[linux-audio-dev] mucos client/server implementation issues , I need opinions

New Message Reply About this list Date view Thread view Subject view Author view Other groups

Subject: [linux-audio-dev] mucos client/server implementation issues , I need opinions
From: Benno Senoner (sbenno_AT_gardena.net)
Date: pe joulu  17 1999 - 07:49:51 EST


Hi,
I am still seeking the best way to implement an efficient
low latency client/server API.

Of course getting as little latency as possible by using minimal
system ressources is #1 requirement.

The API should be fullduplex, and allow a tree-like client/server
structure. That means every client can be the "server" of other clients.

My first design was to let the clients waken up by the server but the
server not waiting for client.
I opted for this because it saves some syscalls on server side
( wait for message or semaphore)

This assumes that since the server plays one audio fragment at time,
the clients must have a round-trip time which is <fragment time.

Looking at the latency tests , I came to the conclusion that often we
need more than 2 audio fragments in order to get reliable performance,
becaue the scheduler doesn't always guarantee that our process is
rescheduled in a time <fragment time.

For example using 3x128 audio buffers, sometimes 2 full buffers are utilized
making the above approach unusable.

An other issue is whether to use a pipelined approach or not,
that means introduce addtional latencies by adding buffers
(but not introducing addidional CPU load, because there is no memory ping-pong
copying).
The pipelined approach has the advantage that you can parallelize (run on
multiple CPUs) sequential datapaths since the audio is a data stream.
 (parallel datapaths can be parallelized anyway without pipelining)
It is very simple to implement in the case of one
single server and many clients at the same level.
for example:

client1 <---->-+
                         +---<----> server
client2 <---->-+

But IMHO this flat design is not flexible enough for us.

( David wants to feed his softsynth output into quasimodo and then send
the result to the mucos server, where at this moment an an external mp3 player
is sending his output too)

....

**WRITTEN EXERCISE:** Could you continue the mailing-list post on the mucos client/server design from the sentence after its last one?

....

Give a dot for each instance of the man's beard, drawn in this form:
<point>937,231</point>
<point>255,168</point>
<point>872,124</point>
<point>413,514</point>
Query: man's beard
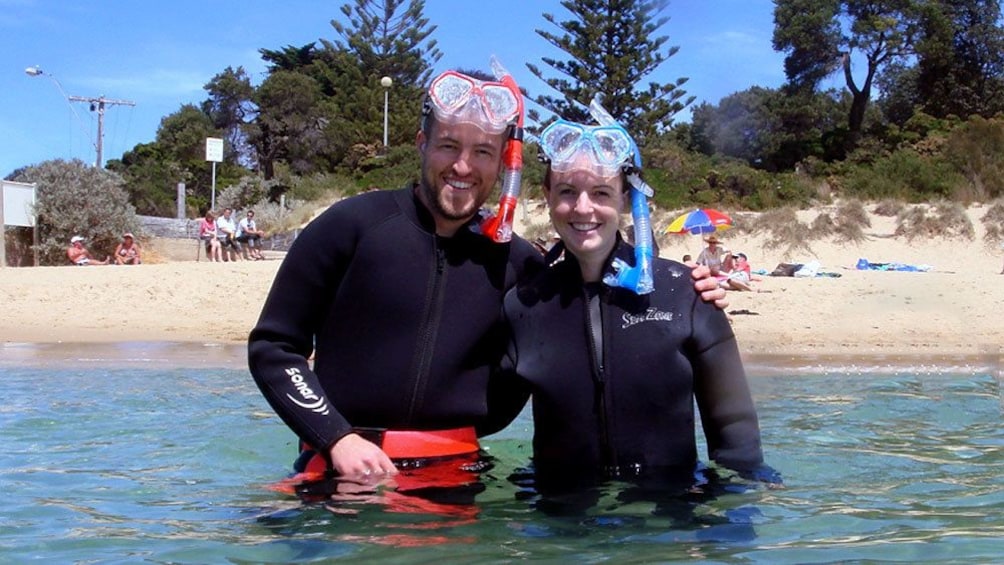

....

**RESULT FOR THIS TASK:**
client1 <-------> client2 <------>--+
                                                            +--<-----> server
client3 <-------------------->--+

I think in order to avoid complex pipeline dependencies,
It would be better to use the not-pipelined approach.
I say this because the number of parallel datapaths in a common DAW enviroment
is often much greater that the number of CPUs.

For example the data flow could be the following: ( we assume that server and
clients all to fullduplex audio)

SERVER:
-------
while(1)
{
  read() from soundcard into shared mem // clients are able to read this data
  wakeup_clients() // only direct clients that means only client2 and client1
  wait_for_clients() // wait that the client2 and client3 finish the
  processing process() // mixdown etc
  write() soundcard
  }
-----

CLIENT3:
-------
while(1)
{
  wait_for_server()
  process_data_from_shmem()
  write_data_to_shmem()
  wakeup_server()
}

CLIENT2:
---------
while(1)
{
  wait_for_server()
  pre_process_data() // ie does some preprocessing for client's 1 input data
  wakeup_client1() // wakes up client1 since client2 is the "server" of client1
  wait_for_client1() // waits that client1 finishes the processing
  read_from_client1_shmem()
  post_process_data() // postprocess data returned by client1
  write_to_server_shm()
  wakeup_server()
}

CLIENT1: (just like client3 but uses client2 as "server" )
-------
while(1)
{
  wait_for_client2()
  process_data_from_shmem()
  write_data_to_shmem()
  wakeup_client2()
}

Would such an approach be acceptable for you ?
any thoughts , ideas ?

To allow audio data over network, be can simply introduce
an intermediate "client" between the server and the networked
clients, which takes care to do intermediate buffering in order to overcome to
the network latencies.

In the above example we have about 5-6 context switches per processing cycle:

server -> client2 -> client1 -> client2 -> client3 -> etc. ....

Of course it is to determine how low we can get latencies in order to get 100%
reliability.
I'm actually experienting with sem*() and msg*() but msg*() seems to give better
results than sem*() very strange.
But until I have no latency graphs I won't make any false claims.

Benno.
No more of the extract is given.